[Given passage]:

■ ■ ■ ■

Allen was born in Rochelle, Illinois, in August of 1956 and was voted “most likely to succeed” of the girls in her high school class. She was one of four children and her mother is still alive at 95. Asked by Phillips whether it was true that she got into acting because she didn’t make the cheerleading squad her freshman year, Allen acknowledged that it was.

“I was a cheerleader in middle school, but didn’t make it in my freshman year. So, I tried out for the competitions for one-act plays. As soon as I competed, I said, ‘That’s what I’ve been looking for!’” After high school, she attended both Northern Illinois University and Easter Illinois University, where she met fellow Steppenwolf Theater founding member John Malkovich. Her first role was as Nurse Ratched in “One Flew over the Cuckoo’s Nest” and she went on to play Laura Wingfield in “The Glass Menagerie” and Linda Loman in “Death of a Salesman” at age 18 or 19. Describing the theater department as “a small drama department to train drama teachers” Allen noted, “College is about being in over your head.” Among other Steppenwolf actors she met in 1977 were Laurie Metcalfe and Gary Sinise.

Her first role was a small part in “Compromising Positions” in 1985. Then, she played the blind girl in “Manhunter” in 1986, followed by successful stage work on Broadway in such films as “Burn This” opposite Malkovich (for which she won a Tony in 1988) and “The Heidi Chronicles” in 1989.

■ ■ ■ ■

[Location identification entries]

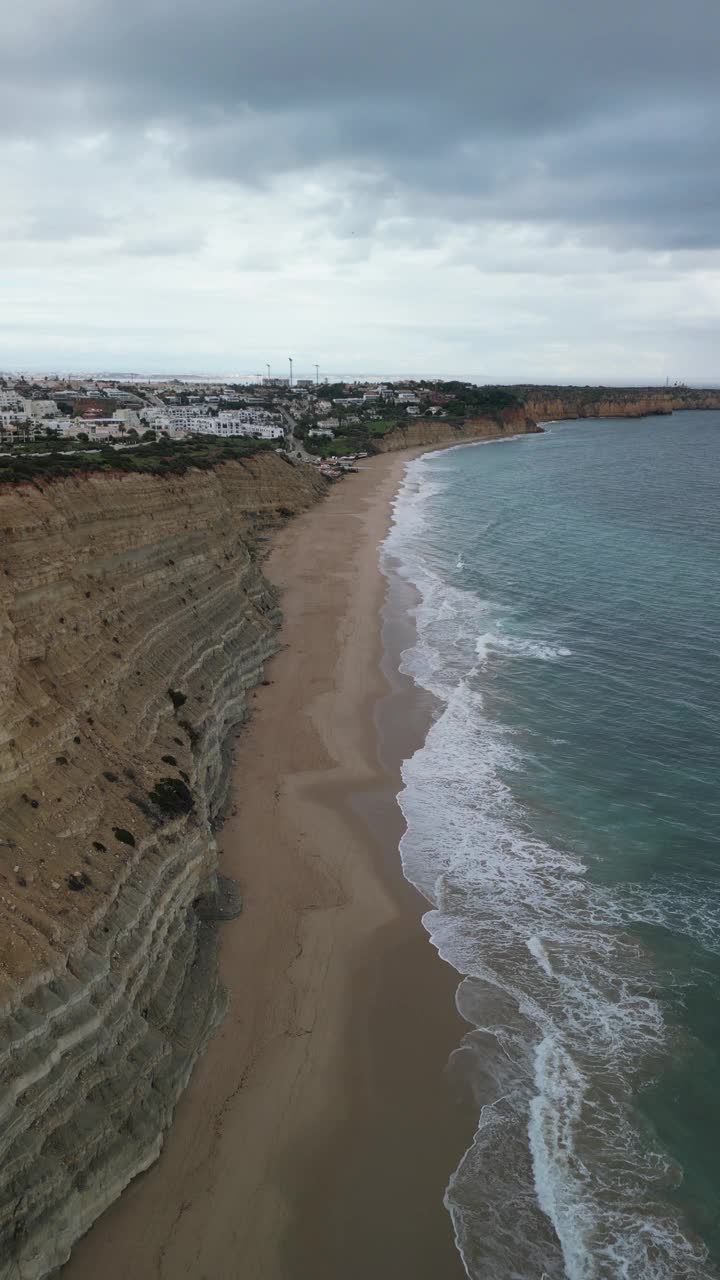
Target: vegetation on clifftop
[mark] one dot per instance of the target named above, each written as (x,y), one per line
(51,458)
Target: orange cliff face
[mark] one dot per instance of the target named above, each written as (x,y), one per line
(546,408)
(551,405)
(133,620)
(419,432)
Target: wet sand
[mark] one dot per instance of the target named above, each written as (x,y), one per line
(317,1136)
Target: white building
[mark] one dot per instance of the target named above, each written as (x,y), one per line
(127,419)
(40,408)
(238,423)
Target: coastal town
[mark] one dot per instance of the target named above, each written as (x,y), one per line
(331,425)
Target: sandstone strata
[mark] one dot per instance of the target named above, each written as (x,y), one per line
(443,430)
(554,403)
(133,620)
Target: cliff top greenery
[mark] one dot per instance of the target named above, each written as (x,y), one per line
(458,401)
(53,458)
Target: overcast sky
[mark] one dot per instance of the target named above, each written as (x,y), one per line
(504,190)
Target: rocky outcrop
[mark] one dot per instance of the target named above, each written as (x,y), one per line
(551,403)
(420,432)
(692,398)
(579,405)
(133,620)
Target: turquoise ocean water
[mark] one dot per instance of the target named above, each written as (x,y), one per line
(563,821)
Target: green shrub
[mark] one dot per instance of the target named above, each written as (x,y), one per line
(126,837)
(173,796)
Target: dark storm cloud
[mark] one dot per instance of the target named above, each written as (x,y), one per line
(601,118)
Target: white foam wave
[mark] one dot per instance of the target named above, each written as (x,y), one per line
(520,918)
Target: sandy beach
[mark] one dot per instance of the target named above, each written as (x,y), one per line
(318,1132)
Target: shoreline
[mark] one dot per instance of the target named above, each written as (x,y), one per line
(317,1133)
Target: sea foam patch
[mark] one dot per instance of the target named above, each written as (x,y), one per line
(556,1141)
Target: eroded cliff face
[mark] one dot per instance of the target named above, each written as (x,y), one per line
(545,410)
(443,430)
(546,406)
(133,620)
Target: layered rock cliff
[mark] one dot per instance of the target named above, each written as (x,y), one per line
(551,403)
(445,430)
(133,620)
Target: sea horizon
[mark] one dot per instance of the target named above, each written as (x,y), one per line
(560,826)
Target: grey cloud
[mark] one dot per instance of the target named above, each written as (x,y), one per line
(597,118)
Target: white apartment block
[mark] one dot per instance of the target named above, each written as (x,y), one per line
(40,408)
(238,424)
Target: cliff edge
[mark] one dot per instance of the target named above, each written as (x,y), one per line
(133,620)
(420,432)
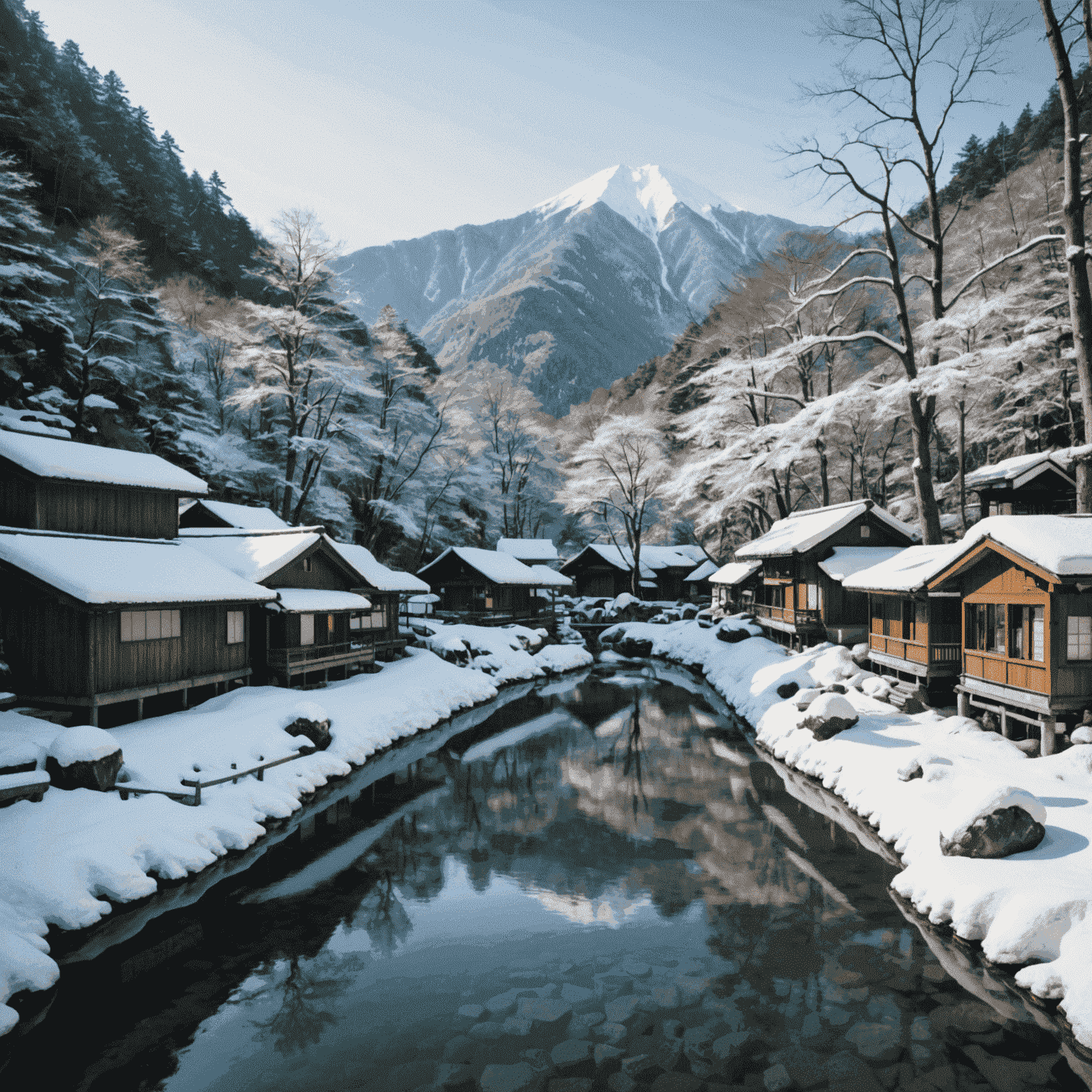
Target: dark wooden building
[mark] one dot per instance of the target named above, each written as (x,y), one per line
(223,515)
(801,602)
(486,588)
(93,621)
(301,637)
(1024,583)
(59,485)
(1026,485)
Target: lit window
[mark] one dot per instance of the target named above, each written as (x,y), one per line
(1079,637)
(151,625)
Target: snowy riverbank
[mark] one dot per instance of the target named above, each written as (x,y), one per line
(67,855)
(1029,909)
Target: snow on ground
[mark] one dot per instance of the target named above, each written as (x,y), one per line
(67,855)
(1032,908)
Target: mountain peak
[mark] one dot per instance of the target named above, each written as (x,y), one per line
(645,196)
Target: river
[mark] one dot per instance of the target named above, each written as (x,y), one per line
(603,870)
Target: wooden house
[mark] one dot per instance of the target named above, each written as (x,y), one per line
(914,635)
(91,621)
(604,570)
(53,484)
(734,586)
(1024,583)
(1037,484)
(221,513)
(385,589)
(801,602)
(485,587)
(318,623)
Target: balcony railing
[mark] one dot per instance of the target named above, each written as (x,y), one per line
(788,615)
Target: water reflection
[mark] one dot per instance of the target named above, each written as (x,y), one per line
(607,866)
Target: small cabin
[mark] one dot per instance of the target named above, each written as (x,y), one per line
(914,635)
(603,570)
(221,513)
(301,638)
(90,621)
(487,588)
(1024,583)
(51,484)
(734,586)
(802,602)
(1040,484)
(385,589)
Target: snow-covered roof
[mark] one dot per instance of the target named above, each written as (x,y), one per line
(529,550)
(376,574)
(801,531)
(242,515)
(47,456)
(496,568)
(702,572)
(552,577)
(126,570)
(252,555)
(1019,469)
(735,572)
(908,570)
(1059,544)
(845,560)
(308,601)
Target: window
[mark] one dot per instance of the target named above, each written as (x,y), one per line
(1079,637)
(151,625)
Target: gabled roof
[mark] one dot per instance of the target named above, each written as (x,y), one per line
(735,572)
(529,550)
(802,531)
(51,458)
(375,574)
(496,568)
(1020,470)
(909,570)
(702,572)
(105,572)
(254,555)
(845,560)
(1059,545)
(240,515)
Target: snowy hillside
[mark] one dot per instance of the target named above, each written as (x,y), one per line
(577,291)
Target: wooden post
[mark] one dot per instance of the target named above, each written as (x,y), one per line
(1046,737)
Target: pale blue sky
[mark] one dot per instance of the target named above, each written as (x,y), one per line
(392,120)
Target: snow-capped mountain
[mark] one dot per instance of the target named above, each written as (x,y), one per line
(577,291)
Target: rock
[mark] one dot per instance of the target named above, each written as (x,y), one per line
(1000,835)
(487,1030)
(69,769)
(776,1079)
(459,1049)
(877,1042)
(318,732)
(611,1032)
(806,1068)
(543,1010)
(572,1054)
(518,1078)
(847,1073)
(829,714)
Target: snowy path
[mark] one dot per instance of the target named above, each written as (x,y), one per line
(1028,909)
(65,856)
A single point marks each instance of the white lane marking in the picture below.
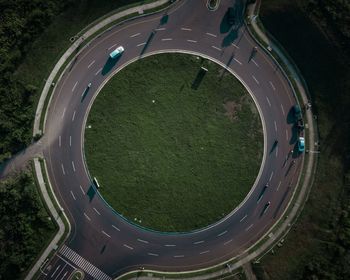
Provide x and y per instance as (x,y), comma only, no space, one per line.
(135,35)
(139,45)
(283,110)
(153,254)
(241,220)
(221,234)
(227,242)
(98,71)
(87,217)
(204,252)
(268,101)
(235,59)
(256,64)
(248,228)
(64,111)
(92,63)
(216,48)
(113,226)
(278,187)
(96,211)
(255,79)
(112,46)
(211,34)
(127,246)
(73,195)
(81,188)
(105,233)
(74,86)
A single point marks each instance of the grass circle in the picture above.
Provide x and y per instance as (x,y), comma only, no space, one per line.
(173,146)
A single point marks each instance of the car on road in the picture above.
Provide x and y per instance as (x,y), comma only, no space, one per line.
(117,52)
(301,144)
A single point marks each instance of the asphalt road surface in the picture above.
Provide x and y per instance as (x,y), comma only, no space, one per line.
(103,244)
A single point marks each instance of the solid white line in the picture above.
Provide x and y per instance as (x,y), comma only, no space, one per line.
(129,247)
(255,79)
(73,195)
(87,217)
(113,226)
(96,211)
(241,220)
(139,45)
(106,234)
(74,86)
(221,234)
(268,101)
(92,63)
(98,71)
(235,59)
(216,48)
(137,34)
(211,34)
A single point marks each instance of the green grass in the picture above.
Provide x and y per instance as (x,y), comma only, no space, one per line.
(182,162)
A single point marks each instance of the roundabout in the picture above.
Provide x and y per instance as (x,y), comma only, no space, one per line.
(105,245)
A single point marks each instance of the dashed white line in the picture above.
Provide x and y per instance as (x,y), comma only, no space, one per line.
(135,35)
(221,234)
(248,228)
(255,79)
(73,195)
(87,217)
(105,233)
(211,34)
(74,86)
(241,220)
(218,49)
(113,226)
(96,211)
(98,71)
(204,252)
(92,63)
(127,246)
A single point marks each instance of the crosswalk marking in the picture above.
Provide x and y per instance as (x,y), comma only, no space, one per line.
(83,263)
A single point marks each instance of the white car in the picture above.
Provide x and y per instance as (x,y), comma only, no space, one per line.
(117,52)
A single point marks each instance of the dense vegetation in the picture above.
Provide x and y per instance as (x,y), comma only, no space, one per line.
(318,40)
(25,225)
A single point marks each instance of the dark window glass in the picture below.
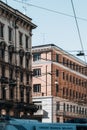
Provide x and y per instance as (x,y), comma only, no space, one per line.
(37,72)
(57,87)
(11,93)
(9,34)
(20,38)
(1,30)
(21,76)
(57,73)
(57,57)
(21,60)
(37,88)
(36,57)
(26,41)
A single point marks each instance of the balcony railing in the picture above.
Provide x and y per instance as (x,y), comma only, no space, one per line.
(70,114)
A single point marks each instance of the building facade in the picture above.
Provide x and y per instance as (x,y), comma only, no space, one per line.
(15,62)
(59,84)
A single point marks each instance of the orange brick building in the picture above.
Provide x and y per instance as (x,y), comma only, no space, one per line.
(59,84)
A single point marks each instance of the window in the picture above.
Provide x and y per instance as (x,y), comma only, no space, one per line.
(70,108)
(64,107)
(3,71)
(21,61)
(58,106)
(10,57)
(21,76)
(10,73)
(36,57)
(57,88)
(67,107)
(26,41)
(1,30)
(2,54)
(37,72)
(11,92)
(10,34)
(22,93)
(27,78)
(37,88)
(63,75)
(3,93)
(57,58)
(57,73)
(27,63)
(20,38)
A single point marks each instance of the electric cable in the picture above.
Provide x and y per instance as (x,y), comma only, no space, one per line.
(78,28)
(50,10)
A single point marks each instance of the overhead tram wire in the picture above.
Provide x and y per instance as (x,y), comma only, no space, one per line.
(50,10)
(78,29)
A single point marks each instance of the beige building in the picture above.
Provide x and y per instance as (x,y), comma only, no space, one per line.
(59,84)
(15,62)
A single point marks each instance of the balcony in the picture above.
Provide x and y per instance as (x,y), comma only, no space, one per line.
(42,113)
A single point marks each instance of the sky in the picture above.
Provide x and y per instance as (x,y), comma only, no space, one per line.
(56,23)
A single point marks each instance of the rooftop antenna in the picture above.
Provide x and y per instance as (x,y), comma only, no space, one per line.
(24,7)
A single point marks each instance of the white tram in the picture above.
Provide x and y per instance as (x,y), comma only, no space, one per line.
(24,124)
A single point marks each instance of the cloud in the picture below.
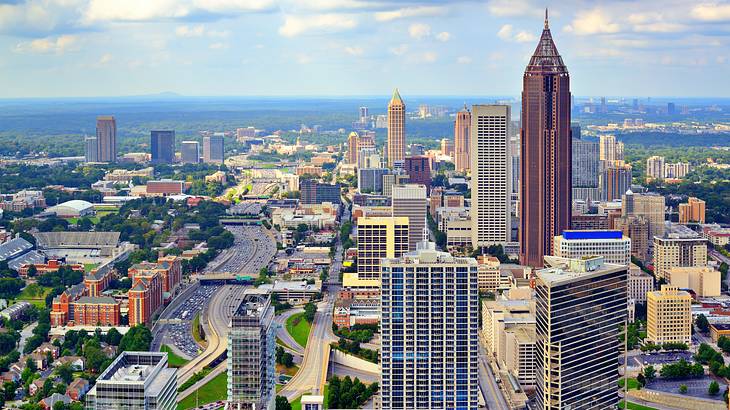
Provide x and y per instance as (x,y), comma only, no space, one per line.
(443,36)
(419,30)
(296,25)
(593,21)
(57,45)
(407,12)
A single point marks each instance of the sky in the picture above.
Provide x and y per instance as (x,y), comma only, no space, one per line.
(80,48)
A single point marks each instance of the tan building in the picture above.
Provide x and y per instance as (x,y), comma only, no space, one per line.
(396,129)
(704,281)
(669,316)
(692,212)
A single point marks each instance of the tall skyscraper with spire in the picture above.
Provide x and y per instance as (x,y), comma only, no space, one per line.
(546,157)
(396,129)
(462,132)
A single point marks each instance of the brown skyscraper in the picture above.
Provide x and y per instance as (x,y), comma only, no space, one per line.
(396,129)
(462,132)
(546,183)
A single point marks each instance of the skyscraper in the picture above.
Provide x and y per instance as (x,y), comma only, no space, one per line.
(430,316)
(410,200)
(462,144)
(190,152)
(106,138)
(581,303)
(490,181)
(213,149)
(545,194)
(396,129)
(162,144)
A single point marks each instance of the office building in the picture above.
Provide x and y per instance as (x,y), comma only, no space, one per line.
(669,316)
(613,246)
(704,281)
(615,181)
(490,168)
(135,380)
(581,305)
(678,247)
(462,143)
(409,200)
(655,167)
(546,177)
(91,150)
(692,212)
(190,152)
(419,171)
(106,139)
(162,144)
(213,150)
(429,327)
(377,238)
(396,129)
(251,353)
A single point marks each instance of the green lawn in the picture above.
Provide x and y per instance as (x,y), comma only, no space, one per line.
(172,359)
(212,391)
(298,328)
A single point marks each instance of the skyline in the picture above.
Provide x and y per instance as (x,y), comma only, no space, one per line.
(348,47)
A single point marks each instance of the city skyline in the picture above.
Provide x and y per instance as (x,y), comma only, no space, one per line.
(350,47)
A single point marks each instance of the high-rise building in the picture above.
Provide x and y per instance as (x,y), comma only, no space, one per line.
(490,180)
(692,212)
(106,138)
(419,171)
(213,150)
(669,316)
(92,149)
(377,238)
(546,177)
(613,246)
(655,167)
(396,129)
(135,380)
(190,152)
(429,326)
(162,144)
(251,353)
(615,181)
(581,305)
(409,200)
(462,145)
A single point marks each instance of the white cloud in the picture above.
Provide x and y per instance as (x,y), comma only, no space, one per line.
(296,25)
(419,30)
(354,51)
(594,21)
(420,11)
(711,12)
(57,45)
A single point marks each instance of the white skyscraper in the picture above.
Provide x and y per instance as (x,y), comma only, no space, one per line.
(490,169)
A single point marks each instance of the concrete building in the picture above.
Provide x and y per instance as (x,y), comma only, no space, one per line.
(678,247)
(490,182)
(669,316)
(612,245)
(410,201)
(704,281)
(429,327)
(251,353)
(135,380)
(581,304)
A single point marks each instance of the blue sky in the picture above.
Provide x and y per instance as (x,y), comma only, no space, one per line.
(52,48)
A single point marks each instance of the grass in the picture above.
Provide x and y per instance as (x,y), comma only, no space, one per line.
(212,391)
(172,359)
(298,328)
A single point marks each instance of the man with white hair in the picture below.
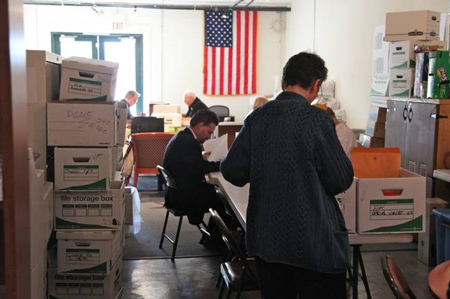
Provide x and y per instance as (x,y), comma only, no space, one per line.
(193,103)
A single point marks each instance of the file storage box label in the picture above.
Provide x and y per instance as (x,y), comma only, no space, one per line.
(88,252)
(94,210)
(83,168)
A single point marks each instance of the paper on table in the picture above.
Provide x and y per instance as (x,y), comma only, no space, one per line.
(218,147)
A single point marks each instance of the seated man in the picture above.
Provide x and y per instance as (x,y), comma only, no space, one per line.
(194,103)
(184,160)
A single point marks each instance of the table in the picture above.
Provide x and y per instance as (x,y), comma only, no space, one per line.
(438,280)
(238,200)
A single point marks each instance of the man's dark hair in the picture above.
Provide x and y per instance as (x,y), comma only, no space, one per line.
(205,116)
(303,69)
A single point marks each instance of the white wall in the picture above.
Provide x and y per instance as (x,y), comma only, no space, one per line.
(173,47)
(342,34)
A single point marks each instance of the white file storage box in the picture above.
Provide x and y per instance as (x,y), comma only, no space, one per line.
(347,203)
(83,168)
(93,252)
(95,210)
(391,205)
(88,79)
(85,286)
(85,124)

■ ■ ■ ■

[Objective 1]:
Answer these from the passage on Allen's early career:
(a) In which town and state was Allen born?
(b) Whom did Allen play in "Manhunter"?
(c) Which two Steppenwolf actors did she meet in 1977?
[Objective 2]: Reproduce word for word the passage on Allen's early career from "Allen was born" up to and including "that it was.".
The records stand apart from the passage on Allen's early career and are separate material.

[Worked solution 1]:
(a) Rochelle, Illinois
(b) The blind girl
(c) Laurie Metcalfe and Gary Sinise

[Worked solution 2]:
Allen was born in Rochelle, Illinois, in August of 1956 and was voted “most likely to succeed” of the girls in her high school class. She was one of four children and her mother is still alive at 95. Asked by Phillips whether it was true that she got into acting because she didn’t make the cheerleading squad her freshman year, Allen acknowledged that it was.